**O que fazer:** Volte a escrever todo o texto sobre Ouro Negro, a história de Tex, do princípio ao fim e sem mudar nada.

**Excerto do texto:**

------------------------------------

Confronto perdido
Embora possa ser lida como uma história tradicional de Tex,
a existir uma cronologia ‘real’ do herói, Ouro Negro, que tem apresentação
pública no próximo sábado com a presença do desenhador, deveria ser um relato
do seu período final.
Nele, aqueles que actuam nos limites da lei - ou para lá deles
– têm por detrás um parceiro mais poderoso que transforma a (inevitável)
vitória de Tex num simples adiamento de uma derrota adivinhada, após um confronto
que tem lugar a três tempos.
Primeiro acto: Tex e Carson são chamados ao palácio do
governador do Texas. Embora um pedido de ajuda esteja subjacente à chamada, a
sua presença tem um segundo propósito: serem alvos de uma homenagem pública.
É algo relativamente normal nos nossos dias, a distinção
pública de personalidades que se distinguiram nas suas áreas de influência –
artes, desporto, negócios, política, ensino, investigação… mas sê-lo-ia menos –
começaria a ser aos poucos – no tempo da conquista do Oeste.

------------------------------------

**Conjunto de dados:**
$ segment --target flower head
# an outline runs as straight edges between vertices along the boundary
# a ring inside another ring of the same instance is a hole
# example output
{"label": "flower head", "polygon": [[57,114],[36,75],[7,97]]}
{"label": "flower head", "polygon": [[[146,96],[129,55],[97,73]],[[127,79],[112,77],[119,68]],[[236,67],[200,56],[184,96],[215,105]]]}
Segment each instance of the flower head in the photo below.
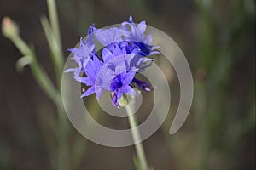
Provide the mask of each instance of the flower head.
{"label": "flower head", "polygon": [[[78,48],[68,49],[78,67],[69,68],[66,72],[73,72],[76,81],[90,87],[81,97],[96,94],[99,99],[107,90],[112,94],[113,105],[119,107],[122,96],[136,95],[131,83],[137,84],[142,90],[150,91],[148,83],[135,78],[137,73],[153,61],[147,56],[158,54],[154,50],[157,47],[150,45],[151,35],[145,37],[146,27],[145,21],[136,26],[131,16],[121,27],[96,29],[92,25],[87,38],[81,38]],[[104,46],[101,56],[96,53],[93,35]]]}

------------------------------------

**Solução:**
Confronto perdido
Embora possa ser lida como uma história tradicional de Tex,
a existir uma cronologia ‘real’ do herói, Ouro Negro, que tem apresentação
pública no próximo sábado com a presença do desenhador, deveria ser um relato
do seu período final.
Nele, aqueles que actuam nos limites da lei - ou para lá deles
– têm por detrás um parceiro mais poderoso que transforma a (inevitável)
vitória de Tex num simples adiamento de uma derrota adivinhada, após um confronto
que tem lugar a três tempos.
Primeiro acto: Tex e Carson são chamados ao palácio do
governador do Texas. Embora um pedido de ajuda esteja subjacente à chamada, a
sua presença tem um segundo propósito: serem alvos de uma homenagem pública.
É algo relativamente normal nos nossos dias, a distinção
pública de personalidades que se distinguiram nas suas áreas de influência –
artes, desporto, negócios, política, ensino, investigação… mas sê-lo-ia menos –
começaria a ser aos poucos – no tempo da conquista do Oeste.